**Extracted text**
Warm Specialty Drinks Heat Up Bar Business

From the swank cocktail emporium to the kickass country bar, classic warm drinks like hot buttered rum, hot toddies, and spiked coffee are entering the seasonal spotlight. While some operators hew to traditional formulas, the innovative add distinctive touches, like cardamom-scented bitters, pumpkin-infused rum, or a spice-and-sugar coating on the glass rim.

Nostalgia is a big part of the appeal of steamy specialties, operators agreed.

"They are adult versions of something you may remember fondly from childhood," said Kenneth McClure, vice president and group general manager of Hospitality Holdings, which has six high-end cocktail lounges and a bistro-wine bar in New York City. "Every kid enjoys hot chocolate and marshmallows."

The new signature hot chocolate served at Bookmarks, Hospitality Holdings' upscale rooftop lounge at The Library Hotel in Manhattan, combines rich chocolate ganache with French orange liqueur and steamed milk, and is served in a glass rimmed with orange-scented sugar.

The Pumpkin Spice Latte, another new creation at Bookmarks, is made with hot caffe latte, spiced rum and Irish cream liqueur, plus pumpkin pie spice, sugar and a topping of spice-dusted whipped cream. Warm drinks like those, regularly priced at $13.75, are sold at half price from 9 p.m. to midnight nightly to stimulate late-evening business.

"Couples especially seem to respond well to these drinks," McClure said. "They enjoy coming up to the 14th floor rooftop lounge to have a nice warm drink in front of the fireplace."

When temperatures dip in Chicago, patrons of Shaw's Crab House, part of the Lettuce Entertain You Enterprises restaurant group based there, call for hot buttered rum. Shaw's version features aged Puerto Rican rum mixed with a housemade batter of butter, brown sugar, vanilla, cinnamon, nutmeg, cloves and allspice.

**Tasks and exercises**
**a)** According to the article, during what hours are warm drinks at Bookmarks sold at half price?
**b)** Please edit the article from "The new signature" to "with orange-scented sugar.", replacing "steamed milk" with "warm cream".
Rely only on the article for your answers.

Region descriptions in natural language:
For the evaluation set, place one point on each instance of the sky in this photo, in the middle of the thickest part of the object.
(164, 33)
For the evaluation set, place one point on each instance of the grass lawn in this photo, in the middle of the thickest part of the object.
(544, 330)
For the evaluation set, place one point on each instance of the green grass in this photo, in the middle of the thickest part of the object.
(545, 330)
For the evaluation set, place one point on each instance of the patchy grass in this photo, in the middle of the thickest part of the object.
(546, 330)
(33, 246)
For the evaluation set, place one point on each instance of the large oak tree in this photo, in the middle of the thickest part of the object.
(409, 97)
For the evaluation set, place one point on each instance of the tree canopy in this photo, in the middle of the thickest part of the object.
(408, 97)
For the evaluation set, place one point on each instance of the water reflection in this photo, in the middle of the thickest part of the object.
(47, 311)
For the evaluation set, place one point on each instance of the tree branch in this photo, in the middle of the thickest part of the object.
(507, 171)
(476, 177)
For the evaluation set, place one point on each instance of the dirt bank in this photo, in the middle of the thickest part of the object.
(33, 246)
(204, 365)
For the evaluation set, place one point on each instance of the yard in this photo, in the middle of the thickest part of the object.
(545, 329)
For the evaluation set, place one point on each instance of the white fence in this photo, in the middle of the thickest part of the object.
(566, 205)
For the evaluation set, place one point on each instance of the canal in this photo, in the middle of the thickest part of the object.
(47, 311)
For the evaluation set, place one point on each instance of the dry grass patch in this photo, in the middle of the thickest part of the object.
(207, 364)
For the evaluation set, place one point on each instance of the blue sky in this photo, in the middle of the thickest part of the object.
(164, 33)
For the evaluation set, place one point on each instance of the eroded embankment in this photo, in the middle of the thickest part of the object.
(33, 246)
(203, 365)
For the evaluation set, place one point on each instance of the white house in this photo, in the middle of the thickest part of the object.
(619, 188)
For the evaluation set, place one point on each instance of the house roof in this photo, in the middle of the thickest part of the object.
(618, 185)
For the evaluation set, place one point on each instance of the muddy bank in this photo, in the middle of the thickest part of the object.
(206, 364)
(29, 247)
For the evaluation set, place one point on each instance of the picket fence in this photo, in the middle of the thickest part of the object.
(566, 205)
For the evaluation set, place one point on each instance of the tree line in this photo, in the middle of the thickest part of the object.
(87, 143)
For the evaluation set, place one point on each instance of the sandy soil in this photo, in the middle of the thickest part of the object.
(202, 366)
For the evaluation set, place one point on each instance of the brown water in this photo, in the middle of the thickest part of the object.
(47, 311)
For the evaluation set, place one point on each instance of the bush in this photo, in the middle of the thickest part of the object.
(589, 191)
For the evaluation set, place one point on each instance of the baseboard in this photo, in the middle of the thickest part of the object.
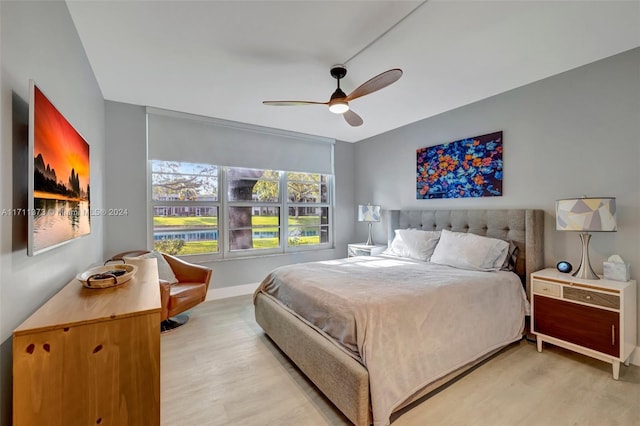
(233, 291)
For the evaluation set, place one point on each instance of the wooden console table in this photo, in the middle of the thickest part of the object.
(91, 356)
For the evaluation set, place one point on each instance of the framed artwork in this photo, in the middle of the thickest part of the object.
(58, 177)
(469, 167)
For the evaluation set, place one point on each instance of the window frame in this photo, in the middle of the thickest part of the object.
(223, 204)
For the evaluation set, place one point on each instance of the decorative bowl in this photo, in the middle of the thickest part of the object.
(107, 276)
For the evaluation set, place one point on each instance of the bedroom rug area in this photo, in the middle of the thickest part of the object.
(220, 369)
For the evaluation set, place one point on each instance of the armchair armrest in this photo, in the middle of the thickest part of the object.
(165, 293)
(189, 272)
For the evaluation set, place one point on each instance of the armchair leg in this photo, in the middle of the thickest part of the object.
(173, 323)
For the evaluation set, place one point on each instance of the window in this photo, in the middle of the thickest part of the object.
(253, 209)
(308, 209)
(185, 207)
(256, 209)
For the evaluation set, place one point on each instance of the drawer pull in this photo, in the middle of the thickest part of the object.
(613, 335)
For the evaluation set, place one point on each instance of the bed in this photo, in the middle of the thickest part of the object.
(355, 367)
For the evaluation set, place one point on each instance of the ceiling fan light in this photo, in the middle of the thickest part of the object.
(339, 107)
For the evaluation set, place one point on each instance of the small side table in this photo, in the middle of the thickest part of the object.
(596, 318)
(364, 249)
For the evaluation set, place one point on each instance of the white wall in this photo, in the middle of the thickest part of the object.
(39, 41)
(569, 135)
(127, 153)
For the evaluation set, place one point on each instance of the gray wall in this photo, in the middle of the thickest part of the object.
(570, 135)
(39, 41)
(126, 137)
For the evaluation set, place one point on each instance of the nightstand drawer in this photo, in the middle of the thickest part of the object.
(543, 287)
(592, 297)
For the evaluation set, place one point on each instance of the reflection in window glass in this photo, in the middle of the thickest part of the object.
(253, 185)
(308, 225)
(306, 188)
(254, 227)
(185, 211)
(184, 229)
(175, 181)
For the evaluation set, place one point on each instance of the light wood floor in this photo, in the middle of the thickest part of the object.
(220, 369)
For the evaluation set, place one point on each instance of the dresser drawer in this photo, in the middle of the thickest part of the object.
(543, 287)
(592, 297)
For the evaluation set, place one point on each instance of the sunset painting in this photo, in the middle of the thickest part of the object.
(59, 208)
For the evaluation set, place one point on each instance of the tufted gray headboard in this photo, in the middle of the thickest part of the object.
(522, 226)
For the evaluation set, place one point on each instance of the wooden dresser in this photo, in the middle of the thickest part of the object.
(593, 317)
(91, 356)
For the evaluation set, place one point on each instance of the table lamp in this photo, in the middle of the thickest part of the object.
(368, 214)
(586, 215)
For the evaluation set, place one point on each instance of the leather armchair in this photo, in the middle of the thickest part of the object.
(176, 298)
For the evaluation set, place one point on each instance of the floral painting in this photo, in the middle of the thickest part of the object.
(466, 168)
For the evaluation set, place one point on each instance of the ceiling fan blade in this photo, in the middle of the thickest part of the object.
(352, 118)
(376, 83)
(293, 103)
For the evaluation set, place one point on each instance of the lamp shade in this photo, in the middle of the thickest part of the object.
(368, 213)
(586, 214)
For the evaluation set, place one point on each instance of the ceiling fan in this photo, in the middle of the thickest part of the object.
(339, 101)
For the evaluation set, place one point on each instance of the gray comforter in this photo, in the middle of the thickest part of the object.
(408, 322)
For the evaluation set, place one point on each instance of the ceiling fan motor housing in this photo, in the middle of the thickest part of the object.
(338, 71)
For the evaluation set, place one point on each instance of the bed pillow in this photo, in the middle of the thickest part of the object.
(470, 251)
(165, 273)
(413, 243)
(512, 257)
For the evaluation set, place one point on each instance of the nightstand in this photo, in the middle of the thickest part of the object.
(596, 318)
(364, 250)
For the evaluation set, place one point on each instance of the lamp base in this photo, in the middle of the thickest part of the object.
(585, 271)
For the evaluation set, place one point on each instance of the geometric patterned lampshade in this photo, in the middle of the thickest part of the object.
(586, 214)
(368, 214)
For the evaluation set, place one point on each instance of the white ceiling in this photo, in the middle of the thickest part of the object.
(223, 58)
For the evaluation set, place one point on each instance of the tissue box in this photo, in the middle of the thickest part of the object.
(616, 271)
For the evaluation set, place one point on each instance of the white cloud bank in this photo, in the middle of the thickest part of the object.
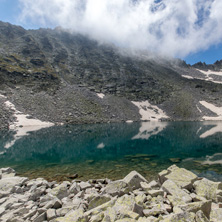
(169, 27)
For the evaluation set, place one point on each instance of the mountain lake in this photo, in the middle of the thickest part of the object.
(113, 150)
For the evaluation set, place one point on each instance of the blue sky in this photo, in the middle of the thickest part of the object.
(29, 14)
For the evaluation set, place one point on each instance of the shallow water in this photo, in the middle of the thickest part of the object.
(113, 150)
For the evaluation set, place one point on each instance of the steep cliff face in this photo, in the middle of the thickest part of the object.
(57, 76)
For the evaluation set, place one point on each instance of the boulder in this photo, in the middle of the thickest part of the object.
(200, 217)
(127, 203)
(118, 188)
(183, 217)
(207, 189)
(178, 196)
(97, 201)
(50, 214)
(133, 180)
(110, 215)
(8, 184)
(216, 215)
(60, 191)
(204, 206)
(73, 216)
(155, 211)
(84, 185)
(182, 178)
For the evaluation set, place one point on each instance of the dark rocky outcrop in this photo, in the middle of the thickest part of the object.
(54, 75)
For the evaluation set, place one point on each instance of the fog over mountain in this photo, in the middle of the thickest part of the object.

**Your responses**
**a)** From 9 p.m. to midnight nightly.

**b)**
The new signature hot chocolate served at Bookmarks, Hospitality Holdings' upscale rooftop lounge at The Library Hotel in Manhattan, combines rich chocolate ganache with French orange liqueur and warm cream, and is served in a glass rimmed with orange-scented sugar.